[DIRECTIONS FOR THIS TASK]
Gather every line of the records that contains the string "mask", matching case exactly.

-=-=-=-=-

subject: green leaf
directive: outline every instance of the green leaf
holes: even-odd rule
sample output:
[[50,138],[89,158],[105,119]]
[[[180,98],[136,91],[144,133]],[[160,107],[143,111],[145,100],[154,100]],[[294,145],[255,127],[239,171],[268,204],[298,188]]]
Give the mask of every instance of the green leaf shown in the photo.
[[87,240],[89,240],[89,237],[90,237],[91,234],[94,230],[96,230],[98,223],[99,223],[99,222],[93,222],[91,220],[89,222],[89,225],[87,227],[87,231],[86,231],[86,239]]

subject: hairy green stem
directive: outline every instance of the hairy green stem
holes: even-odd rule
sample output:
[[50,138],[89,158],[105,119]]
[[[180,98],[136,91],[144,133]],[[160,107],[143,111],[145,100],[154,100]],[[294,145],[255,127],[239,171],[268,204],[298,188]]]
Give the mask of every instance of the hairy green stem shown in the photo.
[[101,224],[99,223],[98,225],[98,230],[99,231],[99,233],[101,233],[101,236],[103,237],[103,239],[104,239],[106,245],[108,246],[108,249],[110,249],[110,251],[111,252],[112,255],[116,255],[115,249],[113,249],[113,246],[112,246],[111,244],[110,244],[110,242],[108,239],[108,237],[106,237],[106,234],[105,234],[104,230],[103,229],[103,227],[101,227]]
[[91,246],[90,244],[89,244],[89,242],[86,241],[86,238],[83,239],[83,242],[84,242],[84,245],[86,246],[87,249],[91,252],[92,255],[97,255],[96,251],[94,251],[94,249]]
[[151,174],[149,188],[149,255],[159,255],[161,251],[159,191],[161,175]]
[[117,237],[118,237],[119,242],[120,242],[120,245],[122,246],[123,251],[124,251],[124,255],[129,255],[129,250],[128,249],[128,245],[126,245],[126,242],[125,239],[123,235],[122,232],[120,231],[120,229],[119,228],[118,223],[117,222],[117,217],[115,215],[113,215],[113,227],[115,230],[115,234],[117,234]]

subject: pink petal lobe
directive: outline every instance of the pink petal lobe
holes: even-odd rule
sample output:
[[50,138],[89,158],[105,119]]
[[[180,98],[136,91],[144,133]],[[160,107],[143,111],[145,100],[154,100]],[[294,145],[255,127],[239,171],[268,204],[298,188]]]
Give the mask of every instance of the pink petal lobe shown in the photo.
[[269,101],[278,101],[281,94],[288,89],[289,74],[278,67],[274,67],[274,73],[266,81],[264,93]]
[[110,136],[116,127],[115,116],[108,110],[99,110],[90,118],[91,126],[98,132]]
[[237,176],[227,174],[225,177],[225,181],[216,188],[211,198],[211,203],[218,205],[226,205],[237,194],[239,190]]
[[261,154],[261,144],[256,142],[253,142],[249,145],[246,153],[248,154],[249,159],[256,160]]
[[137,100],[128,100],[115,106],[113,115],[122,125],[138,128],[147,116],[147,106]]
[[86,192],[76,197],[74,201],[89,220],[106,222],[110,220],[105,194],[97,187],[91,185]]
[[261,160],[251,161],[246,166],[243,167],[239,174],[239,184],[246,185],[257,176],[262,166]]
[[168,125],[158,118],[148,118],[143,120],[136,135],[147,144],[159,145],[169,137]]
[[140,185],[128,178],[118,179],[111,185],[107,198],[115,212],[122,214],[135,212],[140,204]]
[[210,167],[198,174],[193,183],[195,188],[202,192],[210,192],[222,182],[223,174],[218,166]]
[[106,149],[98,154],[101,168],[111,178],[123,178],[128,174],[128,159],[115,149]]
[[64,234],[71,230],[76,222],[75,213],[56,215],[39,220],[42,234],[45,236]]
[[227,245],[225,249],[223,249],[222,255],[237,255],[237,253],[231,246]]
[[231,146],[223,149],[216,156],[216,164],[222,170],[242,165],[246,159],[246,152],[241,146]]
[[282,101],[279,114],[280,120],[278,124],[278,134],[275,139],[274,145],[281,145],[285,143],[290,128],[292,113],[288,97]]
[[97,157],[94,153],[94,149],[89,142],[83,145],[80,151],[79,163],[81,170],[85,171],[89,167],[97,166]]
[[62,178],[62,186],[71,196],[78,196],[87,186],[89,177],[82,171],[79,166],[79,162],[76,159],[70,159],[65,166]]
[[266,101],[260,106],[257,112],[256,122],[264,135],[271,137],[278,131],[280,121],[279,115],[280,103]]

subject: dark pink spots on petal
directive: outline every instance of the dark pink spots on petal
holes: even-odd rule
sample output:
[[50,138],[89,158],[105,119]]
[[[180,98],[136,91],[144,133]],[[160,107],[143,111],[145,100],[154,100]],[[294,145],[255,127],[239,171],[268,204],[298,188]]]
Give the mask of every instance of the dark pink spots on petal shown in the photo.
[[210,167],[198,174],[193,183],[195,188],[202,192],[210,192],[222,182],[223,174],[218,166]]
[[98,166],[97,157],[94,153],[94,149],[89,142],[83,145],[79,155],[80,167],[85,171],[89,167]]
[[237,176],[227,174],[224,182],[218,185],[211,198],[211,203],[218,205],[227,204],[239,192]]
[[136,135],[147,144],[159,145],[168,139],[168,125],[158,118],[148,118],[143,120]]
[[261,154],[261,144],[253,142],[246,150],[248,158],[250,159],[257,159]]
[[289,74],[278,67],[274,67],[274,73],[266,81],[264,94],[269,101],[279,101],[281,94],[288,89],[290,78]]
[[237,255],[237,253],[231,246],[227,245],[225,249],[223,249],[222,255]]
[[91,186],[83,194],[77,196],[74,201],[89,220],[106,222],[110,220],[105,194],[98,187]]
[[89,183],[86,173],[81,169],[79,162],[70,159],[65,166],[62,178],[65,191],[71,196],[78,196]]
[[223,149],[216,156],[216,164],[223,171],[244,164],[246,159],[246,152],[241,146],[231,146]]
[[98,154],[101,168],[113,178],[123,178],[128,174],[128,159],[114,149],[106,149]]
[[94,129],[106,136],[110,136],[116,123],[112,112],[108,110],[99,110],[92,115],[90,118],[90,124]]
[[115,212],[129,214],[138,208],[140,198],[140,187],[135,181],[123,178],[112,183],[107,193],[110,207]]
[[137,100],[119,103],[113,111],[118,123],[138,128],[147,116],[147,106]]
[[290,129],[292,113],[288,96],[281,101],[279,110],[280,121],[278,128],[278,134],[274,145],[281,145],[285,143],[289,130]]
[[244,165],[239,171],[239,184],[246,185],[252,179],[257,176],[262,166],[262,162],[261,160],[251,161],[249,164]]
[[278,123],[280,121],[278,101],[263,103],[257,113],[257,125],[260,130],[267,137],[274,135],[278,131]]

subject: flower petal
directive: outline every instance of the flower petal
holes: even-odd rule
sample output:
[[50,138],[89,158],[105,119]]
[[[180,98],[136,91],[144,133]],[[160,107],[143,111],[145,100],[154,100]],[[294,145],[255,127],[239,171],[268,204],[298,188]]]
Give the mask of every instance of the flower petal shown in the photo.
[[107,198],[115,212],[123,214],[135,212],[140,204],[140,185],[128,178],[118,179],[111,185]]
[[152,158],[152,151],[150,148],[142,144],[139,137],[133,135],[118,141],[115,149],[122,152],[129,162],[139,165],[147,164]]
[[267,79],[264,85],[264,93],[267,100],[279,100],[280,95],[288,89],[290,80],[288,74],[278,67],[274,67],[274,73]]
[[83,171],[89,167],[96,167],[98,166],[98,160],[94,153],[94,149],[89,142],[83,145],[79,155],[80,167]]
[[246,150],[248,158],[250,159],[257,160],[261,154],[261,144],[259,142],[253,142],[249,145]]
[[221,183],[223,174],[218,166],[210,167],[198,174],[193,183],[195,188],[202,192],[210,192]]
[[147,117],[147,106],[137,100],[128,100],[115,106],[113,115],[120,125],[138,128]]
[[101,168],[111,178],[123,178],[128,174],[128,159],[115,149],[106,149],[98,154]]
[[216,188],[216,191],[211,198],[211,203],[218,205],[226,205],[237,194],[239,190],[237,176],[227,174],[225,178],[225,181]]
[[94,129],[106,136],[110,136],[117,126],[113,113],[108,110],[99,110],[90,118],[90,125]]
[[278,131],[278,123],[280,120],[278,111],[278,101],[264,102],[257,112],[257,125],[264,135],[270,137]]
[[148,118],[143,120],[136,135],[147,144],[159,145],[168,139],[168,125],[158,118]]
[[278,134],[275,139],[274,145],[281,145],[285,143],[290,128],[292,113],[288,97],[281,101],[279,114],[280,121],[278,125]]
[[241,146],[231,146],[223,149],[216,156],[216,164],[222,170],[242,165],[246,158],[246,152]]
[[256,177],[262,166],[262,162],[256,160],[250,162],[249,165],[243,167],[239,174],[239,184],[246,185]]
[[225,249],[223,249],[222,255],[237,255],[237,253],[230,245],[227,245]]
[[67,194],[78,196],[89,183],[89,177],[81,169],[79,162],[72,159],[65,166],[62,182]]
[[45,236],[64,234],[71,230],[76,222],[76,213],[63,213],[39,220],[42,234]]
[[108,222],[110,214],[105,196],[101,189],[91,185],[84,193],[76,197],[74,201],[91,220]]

-=-=-=-=-

[RESULT FOR THIS TASK]
Give the mask of every instance of the green leaf shown in the photo.
Give the mask of every instance of the hairy green stem shown in the photo.
Give the mask of every instance of the pink petal lobe shown in the photo.
Give the mask of every instance of the dark pink spots on petal shown in the photo.
Give the mask of every instance of the flower petal shown in the photo.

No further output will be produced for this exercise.